Task details
Edit the records below so that every "Objective" becomes "Goal", with everything else left unchanged.

Data for this exercise

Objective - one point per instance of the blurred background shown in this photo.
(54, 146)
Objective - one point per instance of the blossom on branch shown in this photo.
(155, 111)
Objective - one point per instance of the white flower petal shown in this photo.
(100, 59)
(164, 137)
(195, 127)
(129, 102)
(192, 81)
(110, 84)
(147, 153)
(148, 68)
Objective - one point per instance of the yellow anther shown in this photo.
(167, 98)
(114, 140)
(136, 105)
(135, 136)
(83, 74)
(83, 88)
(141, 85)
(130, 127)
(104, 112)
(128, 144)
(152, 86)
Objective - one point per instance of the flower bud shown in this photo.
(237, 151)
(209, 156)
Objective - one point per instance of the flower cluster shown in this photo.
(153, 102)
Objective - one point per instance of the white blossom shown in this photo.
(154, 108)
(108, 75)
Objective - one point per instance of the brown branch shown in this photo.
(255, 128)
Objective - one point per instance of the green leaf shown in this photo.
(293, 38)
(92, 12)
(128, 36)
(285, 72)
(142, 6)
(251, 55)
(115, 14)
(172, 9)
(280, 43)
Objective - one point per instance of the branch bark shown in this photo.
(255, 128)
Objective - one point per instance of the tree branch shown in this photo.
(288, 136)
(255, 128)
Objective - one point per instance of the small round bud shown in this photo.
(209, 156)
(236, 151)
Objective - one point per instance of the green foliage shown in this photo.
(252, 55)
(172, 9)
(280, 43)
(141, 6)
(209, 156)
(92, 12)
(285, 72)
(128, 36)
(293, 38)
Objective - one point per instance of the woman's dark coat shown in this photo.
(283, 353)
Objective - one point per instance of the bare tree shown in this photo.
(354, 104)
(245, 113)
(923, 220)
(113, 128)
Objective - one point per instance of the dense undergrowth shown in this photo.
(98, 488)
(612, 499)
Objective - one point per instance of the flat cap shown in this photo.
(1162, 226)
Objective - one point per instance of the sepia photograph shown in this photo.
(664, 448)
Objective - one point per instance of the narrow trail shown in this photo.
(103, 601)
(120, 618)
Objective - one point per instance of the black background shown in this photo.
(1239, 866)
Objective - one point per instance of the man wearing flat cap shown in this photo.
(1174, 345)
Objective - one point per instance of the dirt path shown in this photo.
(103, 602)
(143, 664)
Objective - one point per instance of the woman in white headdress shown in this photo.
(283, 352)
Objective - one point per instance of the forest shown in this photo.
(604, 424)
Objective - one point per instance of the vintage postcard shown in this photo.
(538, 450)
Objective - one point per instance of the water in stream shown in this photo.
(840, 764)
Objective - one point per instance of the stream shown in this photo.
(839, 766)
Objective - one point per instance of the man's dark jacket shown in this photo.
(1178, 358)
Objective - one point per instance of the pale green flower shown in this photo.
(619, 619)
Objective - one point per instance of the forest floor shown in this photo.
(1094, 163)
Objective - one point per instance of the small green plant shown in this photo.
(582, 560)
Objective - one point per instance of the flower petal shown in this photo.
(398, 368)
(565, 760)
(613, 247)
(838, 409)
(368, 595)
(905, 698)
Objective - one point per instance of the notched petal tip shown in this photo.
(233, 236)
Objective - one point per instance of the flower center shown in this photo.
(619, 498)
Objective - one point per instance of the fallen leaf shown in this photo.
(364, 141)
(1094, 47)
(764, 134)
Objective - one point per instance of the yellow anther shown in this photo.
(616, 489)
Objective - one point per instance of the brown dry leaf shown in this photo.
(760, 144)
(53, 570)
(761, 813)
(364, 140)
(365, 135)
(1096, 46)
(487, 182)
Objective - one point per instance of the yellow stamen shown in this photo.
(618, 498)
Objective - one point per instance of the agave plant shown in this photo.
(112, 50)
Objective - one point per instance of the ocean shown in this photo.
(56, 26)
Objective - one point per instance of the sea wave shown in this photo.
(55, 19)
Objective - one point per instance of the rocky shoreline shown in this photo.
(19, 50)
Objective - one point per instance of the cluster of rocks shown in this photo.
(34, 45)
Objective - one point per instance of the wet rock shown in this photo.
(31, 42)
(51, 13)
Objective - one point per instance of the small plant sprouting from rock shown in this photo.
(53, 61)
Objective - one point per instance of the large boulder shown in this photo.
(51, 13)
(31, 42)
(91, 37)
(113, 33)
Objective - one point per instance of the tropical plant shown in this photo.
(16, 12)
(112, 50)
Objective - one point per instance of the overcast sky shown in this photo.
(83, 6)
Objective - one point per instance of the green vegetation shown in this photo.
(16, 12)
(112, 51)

Exercise solution
Goal - one point per instance of the blurred background shown in this photo.
(54, 146)
Goal - one point per instance of the blossom on branch shown in this photo.
(155, 111)
Goal - one point per instance of the white flower petal shown in this photo.
(100, 59)
(164, 137)
(195, 127)
(129, 102)
(192, 81)
(110, 84)
(147, 153)
(148, 68)
Goal - one point per instance of the yellow anther shown in this photo.
(167, 98)
(114, 140)
(136, 105)
(135, 136)
(83, 74)
(83, 88)
(141, 85)
(130, 127)
(104, 112)
(128, 144)
(152, 86)
Goal - one point per instance of the flower bud shown in this photo.
(237, 151)
(209, 156)
Goal - one point per instance of the flower cluster shown in this photo.
(153, 102)
Goal - one point per instance of the white blossom shown in this photo.
(154, 108)
(108, 75)
Goal - one point per instance of the brown branch shown in this photo.
(255, 128)
Goal - one point per instance of the green leaf shown in this photo.
(293, 38)
(92, 12)
(128, 36)
(285, 72)
(142, 6)
(251, 55)
(115, 14)
(172, 9)
(280, 43)
Goal - one point per instance of the branch bark shown in this photo.
(255, 128)
Goal - one point per instance of the tree branch shown in this photo.
(288, 136)
(255, 128)
Goal - one point per instance of the small round bud shown in this photo.
(209, 156)
(236, 151)
Goal - one point per instance of the green foliage shown in this photo.
(252, 55)
(172, 9)
(280, 43)
(141, 6)
(209, 156)
(92, 12)
(285, 72)
(128, 36)
(293, 38)
Goal - one point per instance of the woman's dark coat shown in this photo.
(283, 353)
Goal - one point per instance of the bare tree shown in this photo.
(354, 104)
(245, 113)
(923, 220)
(113, 128)
Goal - one point per instance of the dense undergrowth shown in this photo.
(98, 488)
(612, 499)
Goal - one point per instance of the flat cap shown in this photo.
(1162, 226)
Goal - one point per instance of the sepia photograph shown in this photo.
(664, 448)
Goal - one point per instance of the narrow trail shown in this photo.
(103, 601)
(120, 618)
Goal - one point per instance of the black background shown in this photo.
(1239, 866)
Goal - one point per instance of the man wearing flat cap shown in this photo.
(1174, 345)
Goal - one point per instance of the dirt path shown in this photo.
(103, 602)
(143, 664)
Goal - one point per instance of the woman in white headdress shown in this photo.
(283, 352)
Goal - one point per instance of the forest shown in this photo.
(604, 424)
Goal - one point per instance of the vintage postcard shown in this photo.
(538, 450)
Goal - one point per instance of the water in stream shown in this photo.
(840, 764)
Goal - one point per instance of the stream shown in this photo.
(839, 766)
Goal - one point per instance of the man's dark jacket shown in this photo.
(1178, 358)
Goal - one point per instance of the pale green flower shown in this photo.
(619, 619)
Goal - one point per instance of the forest floor shown in this photo.
(1094, 163)
Goal - one point per instance of the small green plant shown in this photo.
(582, 560)
Goal - one point per instance of the flower petal shown in this photo.
(398, 368)
(565, 760)
(613, 247)
(838, 409)
(368, 595)
(905, 698)
Goal - one point per instance of the notched petal tip shown in this photo.
(233, 236)
Goal - one point per instance of the flower center shown in this photo.
(619, 498)
Goal - one point per instance of the fallen leaf shown in this photo.
(364, 141)
(1094, 47)
(764, 134)
Goal - one point per instance of the yellow anther shown in this photo.
(616, 489)
Goal - one point per instance of the brown dry leaf shown in this photo.
(760, 144)
(53, 570)
(761, 813)
(364, 140)
(365, 135)
(1096, 46)
(487, 182)
Goal - one point per instance of the yellow stamen shown in this photo.
(618, 498)
Goal - one point per instance of the agave plant shown in this photo.
(112, 50)
Goal - one point per instance of the ocean shown in this photo.
(56, 26)
Goal - one point per instance of the sea wave shown in this photo.
(55, 19)
Goal - one point per instance of the rocky shoreline shown in this photo.
(19, 50)
Goal - one point per instance of the cluster of rocks shown in this photo.
(34, 45)
Goal - one point per instance of the wet rock shown in this photo.
(31, 42)
(51, 13)
Goal - one point per instance of the small plant sprouting from rock shown in this photo.
(53, 61)
Goal - one point per instance of the large boulder shown in this photo.
(51, 13)
(31, 42)
(91, 37)
(113, 33)
Goal - one point per instance of the tropical plant shown in this photo.
(16, 12)
(112, 50)
Goal - one point per instance of the overcast sky shown in this photo.
(83, 6)
Goal - one point per instance of the green vegetation shown in this photo.
(16, 12)
(112, 51)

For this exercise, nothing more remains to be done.